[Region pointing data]
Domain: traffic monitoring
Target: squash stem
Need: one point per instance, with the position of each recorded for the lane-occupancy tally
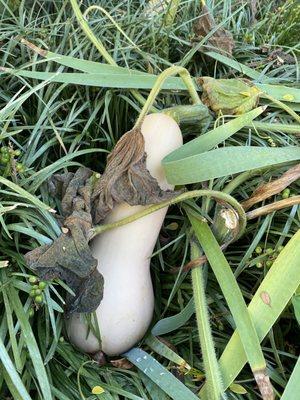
(214, 386)
(100, 47)
(182, 197)
(174, 70)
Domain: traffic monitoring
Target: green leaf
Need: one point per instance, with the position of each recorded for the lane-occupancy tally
(296, 305)
(165, 351)
(238, 389)
(293, 385)
(16, 381)
(281, 92)
(174, 322)
(280, 284)
(111, 80)
(231, 291)
(159, 375)
(32, 346)
(193, 162)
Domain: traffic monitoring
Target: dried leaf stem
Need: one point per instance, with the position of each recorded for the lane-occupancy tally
(174, 70)
(223, 197)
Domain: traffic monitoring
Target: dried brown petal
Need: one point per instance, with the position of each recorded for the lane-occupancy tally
(269, 189)
(69, 257)
(126, 178)
(230, 96)
(221, 41)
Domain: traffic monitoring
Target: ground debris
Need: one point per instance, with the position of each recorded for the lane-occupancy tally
(220, 41)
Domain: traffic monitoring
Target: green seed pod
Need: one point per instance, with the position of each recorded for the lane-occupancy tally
(38, 299)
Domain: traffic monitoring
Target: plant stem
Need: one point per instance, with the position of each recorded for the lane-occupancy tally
(182, 197)
(99, 45)
(277, 205)
(174, 70)
(214, 386)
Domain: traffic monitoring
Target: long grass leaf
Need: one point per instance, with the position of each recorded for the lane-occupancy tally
(235, 301)
(279, 286)
(8, 365)
(161, 376)
(31, 343)
(293, 385)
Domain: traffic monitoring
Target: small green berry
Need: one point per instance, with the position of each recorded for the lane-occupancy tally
(258, 250)
(42, 285)
(38, 299)
(286, 193)
(32, 279)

* **TASK DETAILS**
What you return should match the records above word for word, minus the pictures.

* **RESPONSE TO THIS TASK**
Domain: traffic monitoring
Target: squash stem
Need: one point per instance, with the position of each recorded for the lane-occupancy tally
(214, 386)
(100, 47)
(182, 197)
(174, 70)
Domain: traffic monitoring
Target: green leaf
Need: one point per instance, with the position of each recorded for the lane-occupancy tally
(296, 305)
(165, 351)
(238, 389)
(293, 385)
(16, 381)
(281, 92)
(174, 322)
(280, 284)
(111, 80)
(231, 291)
(159, 375)
(32, 346)
(193, 162)
Domain: traffic monitoring
Target: dried leaf stem
Need: one point per instance, with the position of each recorded for the lane-occupancy tally
(174, 70)
(223, 197)
Domain: traffic monitoring
Target: dried brown petal
Need: one point per instance, with the position of each recorded for the lane-occupancy tally
(269, 189)
(69, 257)
(126, 178)
(230, 96)
(221, 41)
Domain: traffic monitoring
Target: ground debris
Need: one point per instance, with the position of each recorded for the lane-occupancy tally
(220, 41)
Domain: traffic monitoring
Target: green seed pod
Need: one point per instance, with the position of each recorded for the lane-occupancy tally
(38, 299)
Domain: traffic monitoring
Target: plant stem
Need: one point per instance, with the position of each recorded for the lane-occupancy tally
(182, 197)
(99, 45)
(277, 205)
(174, 70)
(214, 386)
Domain: traffic monitoring
Target: long grass leaf
Need: one point per instance, with the position of each recorded for the lane-occupancy tally
(235, 301)
(279, 286)
(8, 365)
(161, 376)
(31, 343)
(293, 385)
Domain: traffic monitoring
Target: small green berry
Need: one point per instance, with the position of each recorded for the lane-occupancy tally
(258, 250)
(42, 285)
(38, 299)
(286, 193)
(32, 279)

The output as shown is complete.